* **Orden de trabajo 1**:
Indica si cada afirmación coincide con el texto sobre la finlandización. Responde sí o no y cita textualmente las palabras que lo deciden.
(a) Finlandia tenía que mantener una estricta neutralidad por su cercanía con la URSS.
(b) Por regla general, la finlandización se entendía en sentido positivo.
(c) Según John Foster Dulles, el «modelo Finlandia» podía imponerse a Polonia, Hungría o Checoslovaquia.
* **Orden de trabajo 2**: Devuelve sin cambios las líneas de las filas desde el comienzo de las filas hasta la línea que contiene "positive clicks: (702, 476)", incluida esta.

* **Texto proporcionado**:
****

Durante la guerra fría, debido a la cercanía con la URSS, Finlandia estaba obligada a una línea de estricta neutralidad, incluso supeditando implícitamente su propia política interior. Era la finlandización, que se usará normalmente entre los conceptos ligados a la guerra fría a partir de los años Cincuenta y Sesenta. Como regla se entendía en el sentido negativo de pérdida o renuncia a la autonomía política respecto a Moscú, pero a veces fue utilizada como hipótesis intrusiva de reajuste político para forzar a la URSS en Europa del Este. En las polémicas ideológicas de esos años, para Washington toda Europa occidental habría corrido el riesgo de finlandización, si se hubiese dejado extraviar por las sirenas del desarme y de una negociación separada con Rusia. Pero también, según la retórica activista del secretario de Estado John Foster Dulles, el «modelo Finlandia» podía imponerse a Polonia, Hungría, o Checoslovaquia, si se hubiese perseguido el «rollback», una política ofensiva que obligase a la URSS a aflojar el yugo en Europa oriental.

****

* **Datos recopilados**:
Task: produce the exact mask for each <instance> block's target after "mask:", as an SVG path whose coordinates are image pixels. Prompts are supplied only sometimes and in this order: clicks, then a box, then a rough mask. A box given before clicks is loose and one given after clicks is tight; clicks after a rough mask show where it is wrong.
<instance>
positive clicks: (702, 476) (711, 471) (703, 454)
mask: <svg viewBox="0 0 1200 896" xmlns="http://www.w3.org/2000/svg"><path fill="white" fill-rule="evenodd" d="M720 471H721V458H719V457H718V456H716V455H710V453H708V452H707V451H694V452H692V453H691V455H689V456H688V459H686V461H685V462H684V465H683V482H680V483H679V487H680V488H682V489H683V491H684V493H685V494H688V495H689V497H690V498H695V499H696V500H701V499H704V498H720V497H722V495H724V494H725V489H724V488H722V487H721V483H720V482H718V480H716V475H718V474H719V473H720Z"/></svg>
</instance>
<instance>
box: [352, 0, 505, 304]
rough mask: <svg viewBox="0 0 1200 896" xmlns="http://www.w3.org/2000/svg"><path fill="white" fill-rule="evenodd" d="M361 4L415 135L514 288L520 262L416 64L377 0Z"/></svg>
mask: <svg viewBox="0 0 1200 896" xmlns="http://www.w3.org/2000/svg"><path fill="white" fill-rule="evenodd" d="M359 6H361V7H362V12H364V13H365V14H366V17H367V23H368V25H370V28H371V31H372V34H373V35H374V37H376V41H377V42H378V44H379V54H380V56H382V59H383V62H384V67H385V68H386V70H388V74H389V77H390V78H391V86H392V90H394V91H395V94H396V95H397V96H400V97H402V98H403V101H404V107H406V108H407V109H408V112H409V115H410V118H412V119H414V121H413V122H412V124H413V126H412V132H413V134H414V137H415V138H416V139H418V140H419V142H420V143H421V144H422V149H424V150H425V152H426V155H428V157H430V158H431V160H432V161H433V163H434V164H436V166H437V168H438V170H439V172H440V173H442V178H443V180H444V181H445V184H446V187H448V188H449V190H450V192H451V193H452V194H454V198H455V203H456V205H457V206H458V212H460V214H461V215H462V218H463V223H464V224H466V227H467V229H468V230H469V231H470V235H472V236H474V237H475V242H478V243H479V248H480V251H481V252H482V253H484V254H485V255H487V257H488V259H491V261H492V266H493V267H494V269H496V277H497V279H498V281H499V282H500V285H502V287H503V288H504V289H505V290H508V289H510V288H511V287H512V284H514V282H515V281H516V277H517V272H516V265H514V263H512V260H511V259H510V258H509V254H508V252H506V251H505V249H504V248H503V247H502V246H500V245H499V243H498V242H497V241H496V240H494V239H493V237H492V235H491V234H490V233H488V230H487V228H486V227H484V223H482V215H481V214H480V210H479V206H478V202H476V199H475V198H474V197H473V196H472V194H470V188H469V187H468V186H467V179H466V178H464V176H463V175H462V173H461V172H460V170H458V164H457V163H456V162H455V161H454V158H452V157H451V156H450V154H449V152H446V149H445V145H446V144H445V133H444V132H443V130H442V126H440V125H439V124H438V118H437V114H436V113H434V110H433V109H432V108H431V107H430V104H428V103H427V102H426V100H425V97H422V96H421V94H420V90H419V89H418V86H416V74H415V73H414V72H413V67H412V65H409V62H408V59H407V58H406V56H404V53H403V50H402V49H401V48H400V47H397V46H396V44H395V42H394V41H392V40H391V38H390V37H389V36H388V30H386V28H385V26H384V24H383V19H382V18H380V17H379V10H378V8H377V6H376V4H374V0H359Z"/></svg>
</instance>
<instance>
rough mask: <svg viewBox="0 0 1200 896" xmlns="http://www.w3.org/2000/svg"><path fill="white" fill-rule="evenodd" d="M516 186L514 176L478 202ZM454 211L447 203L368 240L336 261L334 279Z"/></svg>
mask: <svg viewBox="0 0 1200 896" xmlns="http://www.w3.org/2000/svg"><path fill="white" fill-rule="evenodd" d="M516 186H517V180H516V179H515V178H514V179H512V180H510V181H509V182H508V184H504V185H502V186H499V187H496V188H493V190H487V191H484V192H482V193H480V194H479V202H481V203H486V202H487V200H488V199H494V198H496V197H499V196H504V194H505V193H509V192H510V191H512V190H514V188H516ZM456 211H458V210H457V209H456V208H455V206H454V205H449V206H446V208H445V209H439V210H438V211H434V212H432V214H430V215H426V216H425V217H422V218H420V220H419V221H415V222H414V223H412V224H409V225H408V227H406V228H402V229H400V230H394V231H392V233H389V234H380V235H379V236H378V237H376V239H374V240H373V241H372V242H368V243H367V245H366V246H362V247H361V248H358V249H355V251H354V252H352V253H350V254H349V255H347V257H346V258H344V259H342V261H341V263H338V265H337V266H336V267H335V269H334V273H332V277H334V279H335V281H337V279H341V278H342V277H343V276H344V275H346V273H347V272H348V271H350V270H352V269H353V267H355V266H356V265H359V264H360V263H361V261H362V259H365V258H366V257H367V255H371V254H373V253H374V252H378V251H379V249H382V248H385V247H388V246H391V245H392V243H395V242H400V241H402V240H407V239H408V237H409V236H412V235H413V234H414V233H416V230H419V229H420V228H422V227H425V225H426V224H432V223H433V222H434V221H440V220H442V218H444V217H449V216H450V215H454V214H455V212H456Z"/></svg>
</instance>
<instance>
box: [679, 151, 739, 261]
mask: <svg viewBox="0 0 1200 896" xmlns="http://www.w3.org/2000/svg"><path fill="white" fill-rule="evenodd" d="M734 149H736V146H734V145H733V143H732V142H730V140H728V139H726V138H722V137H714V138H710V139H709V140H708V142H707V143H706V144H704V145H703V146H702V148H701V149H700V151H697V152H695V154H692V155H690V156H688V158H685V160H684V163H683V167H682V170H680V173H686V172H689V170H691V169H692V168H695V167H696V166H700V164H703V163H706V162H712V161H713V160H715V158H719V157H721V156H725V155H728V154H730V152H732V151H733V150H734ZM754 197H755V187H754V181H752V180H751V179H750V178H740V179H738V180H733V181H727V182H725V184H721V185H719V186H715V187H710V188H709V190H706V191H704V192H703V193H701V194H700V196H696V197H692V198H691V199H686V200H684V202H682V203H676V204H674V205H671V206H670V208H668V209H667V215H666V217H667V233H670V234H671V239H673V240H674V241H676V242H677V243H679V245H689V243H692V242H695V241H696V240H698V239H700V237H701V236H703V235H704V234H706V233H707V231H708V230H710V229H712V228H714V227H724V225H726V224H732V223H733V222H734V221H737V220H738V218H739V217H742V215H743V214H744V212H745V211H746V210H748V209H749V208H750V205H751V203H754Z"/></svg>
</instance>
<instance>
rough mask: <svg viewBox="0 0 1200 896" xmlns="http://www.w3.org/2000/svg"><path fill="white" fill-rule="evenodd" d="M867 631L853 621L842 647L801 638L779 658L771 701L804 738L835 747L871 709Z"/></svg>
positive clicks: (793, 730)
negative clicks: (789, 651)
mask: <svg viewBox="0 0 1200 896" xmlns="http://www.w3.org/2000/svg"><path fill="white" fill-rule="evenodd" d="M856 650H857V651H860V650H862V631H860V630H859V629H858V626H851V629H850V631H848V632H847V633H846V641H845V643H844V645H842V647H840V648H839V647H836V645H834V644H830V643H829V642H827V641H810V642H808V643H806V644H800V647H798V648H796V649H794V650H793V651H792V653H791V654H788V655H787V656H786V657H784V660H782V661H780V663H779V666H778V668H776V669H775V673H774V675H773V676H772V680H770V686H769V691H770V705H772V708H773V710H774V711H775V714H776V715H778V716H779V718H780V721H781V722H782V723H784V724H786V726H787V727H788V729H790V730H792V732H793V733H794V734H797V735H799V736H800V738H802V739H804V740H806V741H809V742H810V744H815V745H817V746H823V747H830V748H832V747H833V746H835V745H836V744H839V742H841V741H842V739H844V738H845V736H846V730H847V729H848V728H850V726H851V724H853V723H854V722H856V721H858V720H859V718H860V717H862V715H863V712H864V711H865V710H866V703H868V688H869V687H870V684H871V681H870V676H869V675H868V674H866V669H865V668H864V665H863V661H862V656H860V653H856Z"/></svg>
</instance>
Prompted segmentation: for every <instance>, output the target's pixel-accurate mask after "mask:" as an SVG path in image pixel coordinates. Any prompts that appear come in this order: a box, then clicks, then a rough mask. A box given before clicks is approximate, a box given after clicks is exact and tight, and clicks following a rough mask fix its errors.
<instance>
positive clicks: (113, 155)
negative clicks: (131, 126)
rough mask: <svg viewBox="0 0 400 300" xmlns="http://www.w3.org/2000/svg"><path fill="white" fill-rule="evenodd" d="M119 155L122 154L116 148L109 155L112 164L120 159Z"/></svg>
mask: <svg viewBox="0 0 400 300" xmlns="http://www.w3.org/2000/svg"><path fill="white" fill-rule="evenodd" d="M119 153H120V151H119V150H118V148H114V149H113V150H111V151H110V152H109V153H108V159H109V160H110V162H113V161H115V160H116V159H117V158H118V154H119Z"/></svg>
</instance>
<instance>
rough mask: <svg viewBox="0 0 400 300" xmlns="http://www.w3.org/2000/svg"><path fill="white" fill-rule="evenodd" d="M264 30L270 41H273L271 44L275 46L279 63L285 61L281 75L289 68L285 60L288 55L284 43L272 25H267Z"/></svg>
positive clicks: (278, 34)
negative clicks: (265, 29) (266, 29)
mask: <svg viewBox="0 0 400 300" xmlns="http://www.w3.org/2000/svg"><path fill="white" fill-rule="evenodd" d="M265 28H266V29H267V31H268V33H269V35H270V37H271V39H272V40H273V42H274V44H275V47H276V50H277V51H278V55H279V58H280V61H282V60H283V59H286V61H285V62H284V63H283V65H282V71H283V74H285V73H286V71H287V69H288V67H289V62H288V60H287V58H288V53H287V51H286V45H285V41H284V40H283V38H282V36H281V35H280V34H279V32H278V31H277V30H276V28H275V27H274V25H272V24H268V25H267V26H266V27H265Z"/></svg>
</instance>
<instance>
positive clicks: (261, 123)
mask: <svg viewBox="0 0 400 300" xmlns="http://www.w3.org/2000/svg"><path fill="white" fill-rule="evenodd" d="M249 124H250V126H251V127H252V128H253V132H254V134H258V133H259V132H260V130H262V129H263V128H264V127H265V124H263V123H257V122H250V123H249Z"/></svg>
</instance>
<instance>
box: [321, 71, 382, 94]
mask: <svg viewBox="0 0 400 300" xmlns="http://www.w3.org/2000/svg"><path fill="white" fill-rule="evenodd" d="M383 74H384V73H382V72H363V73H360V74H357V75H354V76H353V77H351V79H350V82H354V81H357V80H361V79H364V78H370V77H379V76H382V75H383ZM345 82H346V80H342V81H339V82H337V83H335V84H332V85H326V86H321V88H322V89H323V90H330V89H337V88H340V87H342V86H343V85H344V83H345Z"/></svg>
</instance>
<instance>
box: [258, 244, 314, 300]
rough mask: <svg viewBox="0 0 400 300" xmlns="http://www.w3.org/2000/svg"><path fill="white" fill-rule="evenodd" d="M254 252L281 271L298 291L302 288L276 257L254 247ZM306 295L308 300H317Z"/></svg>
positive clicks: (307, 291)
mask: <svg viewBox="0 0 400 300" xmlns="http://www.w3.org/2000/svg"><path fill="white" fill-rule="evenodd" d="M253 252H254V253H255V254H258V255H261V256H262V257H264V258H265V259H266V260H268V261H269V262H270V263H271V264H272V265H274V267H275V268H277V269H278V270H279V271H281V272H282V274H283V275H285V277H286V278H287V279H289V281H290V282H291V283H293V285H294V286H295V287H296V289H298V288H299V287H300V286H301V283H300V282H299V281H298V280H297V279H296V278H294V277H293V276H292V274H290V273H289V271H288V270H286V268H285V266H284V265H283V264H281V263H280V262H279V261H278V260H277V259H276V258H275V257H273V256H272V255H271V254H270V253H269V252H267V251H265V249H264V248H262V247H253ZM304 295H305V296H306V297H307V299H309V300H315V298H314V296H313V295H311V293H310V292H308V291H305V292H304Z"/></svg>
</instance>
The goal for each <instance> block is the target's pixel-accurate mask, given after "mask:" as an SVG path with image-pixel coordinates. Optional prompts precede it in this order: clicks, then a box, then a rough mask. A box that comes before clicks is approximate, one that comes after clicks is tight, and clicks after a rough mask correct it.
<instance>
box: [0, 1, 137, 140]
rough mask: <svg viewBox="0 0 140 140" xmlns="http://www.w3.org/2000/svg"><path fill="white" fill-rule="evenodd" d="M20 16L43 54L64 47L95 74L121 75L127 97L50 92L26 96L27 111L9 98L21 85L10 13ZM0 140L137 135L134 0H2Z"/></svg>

****

* **Resultado del ejercicio 1**:
(a) Sí: «debido a la cercanía con la URSS, Finlandia estaba obligada a una línea de estricta neutralidad».
(b) No: «Como regla se entendía en el sentido negativo de pérdida o renuncia a la autonomía política respecto a Moscú».
(c) Sí: «según la retórica activista del secretario de Estado John Foster Dulles, el «modelo Finlandia» podía imponerse a Polonia, Hungría, o Checoslovaquia».

* **Resultado del ejercicio 2**:
Task: produce the exact mask for each <instance> block's target after "mask:", as an SVG path whose coordinates are image pixels. Prompts are supplied only sometimes and in this order: clicks, then a box, then a rough mask. A box given before clicks is loose and one given after clicks is tight; clicks after a rough mask show where it is wrong.
<instance>
positive clicks: (702, 476) (711, 471) (703, 454)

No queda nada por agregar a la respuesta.